Transcribe the data underneath exactly, keeping every word in place.

┌──

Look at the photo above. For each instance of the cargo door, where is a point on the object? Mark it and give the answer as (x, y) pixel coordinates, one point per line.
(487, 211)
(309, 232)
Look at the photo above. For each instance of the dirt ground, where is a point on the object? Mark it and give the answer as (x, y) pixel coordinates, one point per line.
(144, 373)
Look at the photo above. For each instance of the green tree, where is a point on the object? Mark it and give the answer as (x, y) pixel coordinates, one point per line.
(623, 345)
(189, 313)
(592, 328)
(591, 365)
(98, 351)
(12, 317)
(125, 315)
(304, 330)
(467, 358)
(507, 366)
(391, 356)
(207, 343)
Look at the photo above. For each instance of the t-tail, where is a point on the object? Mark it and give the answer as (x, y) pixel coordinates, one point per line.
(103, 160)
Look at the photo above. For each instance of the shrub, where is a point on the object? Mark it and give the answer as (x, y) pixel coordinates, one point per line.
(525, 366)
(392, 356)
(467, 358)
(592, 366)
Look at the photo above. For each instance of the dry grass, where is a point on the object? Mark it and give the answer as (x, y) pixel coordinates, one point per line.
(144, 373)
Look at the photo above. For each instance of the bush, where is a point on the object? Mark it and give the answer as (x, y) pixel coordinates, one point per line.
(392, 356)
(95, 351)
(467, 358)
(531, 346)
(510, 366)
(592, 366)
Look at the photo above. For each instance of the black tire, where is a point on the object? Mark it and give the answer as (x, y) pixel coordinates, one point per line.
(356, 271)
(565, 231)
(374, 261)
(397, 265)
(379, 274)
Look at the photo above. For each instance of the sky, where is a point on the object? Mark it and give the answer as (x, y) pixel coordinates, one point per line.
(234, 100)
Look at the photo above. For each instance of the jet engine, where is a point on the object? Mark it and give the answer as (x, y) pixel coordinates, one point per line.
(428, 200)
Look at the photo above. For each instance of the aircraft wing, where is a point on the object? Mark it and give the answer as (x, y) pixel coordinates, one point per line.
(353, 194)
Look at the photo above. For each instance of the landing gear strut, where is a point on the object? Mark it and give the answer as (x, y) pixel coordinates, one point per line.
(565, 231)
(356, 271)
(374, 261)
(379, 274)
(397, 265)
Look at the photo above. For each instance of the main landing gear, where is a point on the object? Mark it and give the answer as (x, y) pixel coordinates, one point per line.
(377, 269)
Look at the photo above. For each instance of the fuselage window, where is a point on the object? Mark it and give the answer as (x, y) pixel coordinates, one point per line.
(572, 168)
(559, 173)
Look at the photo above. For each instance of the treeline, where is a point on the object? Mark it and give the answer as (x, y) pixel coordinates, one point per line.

└──

Response to this exercise
Look at the photo above. For each instance of the cargo door, where is a point on the object? Mark it and give the answer as (x, y) pixel coordinates, one point per line.
(487, 211)
(309, 232)
Look at the photo above. For each instance of the dirt ground, where is a point on the object? Mark it and give the answer as (x, y) pixel coordinates, one point per line.
(144, 373)
Look at the photo above. For each instance of the green tree, where is a point on the object? Mark it and give the answer as (x, y) pixel coordinates, one point per line.
(623, 345)
(189, 313)
(592, 328)
(591, 365)
(98, 351)
(12, 317)
(125, 315)
(304, 330)
(467, 358)
(507, 366)
(391, 356)
(207, 343)
Look at the photo above. For each instance of the t-tail, where is a point on the object? Mark it and give the answer as (x, y) pixel coordinates, one point per line.
(103, 160)
Look at the photo above. For each instance of the shrub, where is a point on the object? Mark it and give the answer as (x, y) pixel coordinates, one point per line.
(525, 366)
(392, 356)
(467, 358)
(592, 366)
Look at the photo above. For each instance of the dry grass, where is a point on the object? Mark it and give the answer as (x, y) pixel coordinates, one point per line.
(144, 373)
Look at the photo above. For each instance of the bush, where is a point on the object? Mark it and give the answer as (x, y) pixel coordinates, one point per line.
(392, 356)
(95, 351)
(467, 358)
(531, 346)
(510, 366)
(592, 366)
Look at the photo above. For each instance of the black tire, where is a point on the object? Mark it and give the answer as (x, y) pixel coordinates, one point per line.
(356, 271)
(565, 231)
(374, 261)
(397, 265)
(379, 274)
Look at the photo above. For each instance of the sky, where is a point on the object? Mark it and give the answer as (x, y) pixel coordinates, one point per line.
(234, 100)
Look at the photo above. For each instance of the jet engine, where is a point on the object? Mark it and give the answer as (x, y) pixel coordinates, one point per line.
(428, 200)
Look at the photo above. For each instance of the aircraft wing, where is a point on the object? Mark it and give the answer as (x, y) pixel coordinates, one point per line.
(353, 194)
Look at the photo above. For each instance of the landing gear strut, where is a point on the object? Mark it and give the answer as (x, y) pixel coordinates, one point per line.
(565, 231)
(356, 271)
(374, 261)
(379, 274)
(397, 265)
Look at the photo above. For each instance of the main landing gear, where is a point on the object? Mark it and give the answer as (x, y) pixel coordinates, one point per line.
(377, 269)
Look at the photo above. For each instance of the fuselage window, where is a point on the object? Mark it and give the answer as (x, y) pixel coordinates, one point per line.
(572, 168)
(559, 173)
Look at the photo above. For each instance of the treeline, where is a point on the object? Mark it and give the answer as (x, y) pixel coordinates, one point per line.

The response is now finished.